*TO DO*.
Carry over the entries from the line containing "Please spot the hand-pulled" through the line containing "point(172, 210)", both lines included and requests kept, adding 4 to every point coordinate in the answers only.
#### RECORDS SUPPLIED
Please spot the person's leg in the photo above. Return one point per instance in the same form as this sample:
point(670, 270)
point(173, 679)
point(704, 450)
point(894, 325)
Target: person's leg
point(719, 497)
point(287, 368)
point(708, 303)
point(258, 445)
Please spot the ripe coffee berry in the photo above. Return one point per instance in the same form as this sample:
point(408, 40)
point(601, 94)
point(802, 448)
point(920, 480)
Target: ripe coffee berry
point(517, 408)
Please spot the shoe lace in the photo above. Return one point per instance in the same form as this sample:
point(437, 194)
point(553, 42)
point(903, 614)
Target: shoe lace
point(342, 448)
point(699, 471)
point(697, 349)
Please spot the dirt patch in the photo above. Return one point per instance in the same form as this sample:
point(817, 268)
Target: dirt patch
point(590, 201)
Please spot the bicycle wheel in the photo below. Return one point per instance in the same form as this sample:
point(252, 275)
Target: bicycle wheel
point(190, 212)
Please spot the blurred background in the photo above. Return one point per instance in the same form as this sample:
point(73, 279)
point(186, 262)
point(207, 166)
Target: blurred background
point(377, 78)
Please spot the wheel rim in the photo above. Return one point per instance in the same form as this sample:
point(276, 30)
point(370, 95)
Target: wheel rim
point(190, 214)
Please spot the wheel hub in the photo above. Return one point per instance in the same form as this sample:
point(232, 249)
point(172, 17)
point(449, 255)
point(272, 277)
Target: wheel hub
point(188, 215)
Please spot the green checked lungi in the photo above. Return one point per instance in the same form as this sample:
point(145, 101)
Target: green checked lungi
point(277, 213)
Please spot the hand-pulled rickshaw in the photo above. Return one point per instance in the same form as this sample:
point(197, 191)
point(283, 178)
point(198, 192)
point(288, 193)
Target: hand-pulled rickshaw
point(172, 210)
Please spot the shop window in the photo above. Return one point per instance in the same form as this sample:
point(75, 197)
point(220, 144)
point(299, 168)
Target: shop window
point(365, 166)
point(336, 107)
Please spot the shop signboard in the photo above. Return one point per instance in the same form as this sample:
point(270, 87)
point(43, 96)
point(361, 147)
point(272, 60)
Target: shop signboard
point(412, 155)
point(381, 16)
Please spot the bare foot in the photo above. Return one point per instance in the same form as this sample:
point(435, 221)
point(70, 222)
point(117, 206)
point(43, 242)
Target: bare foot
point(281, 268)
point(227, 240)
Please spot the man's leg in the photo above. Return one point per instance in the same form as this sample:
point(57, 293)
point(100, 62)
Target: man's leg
########
*TASK RESPONSE*.
Please spot the hand-pulled rickshaw in the photo above. Return one point per instance in the same form as this sample:
point(197, 191)
point(283, 178)
point(198, 192)
point(288, 193)
Target: hand-pulled rickshaw
point(176, 214)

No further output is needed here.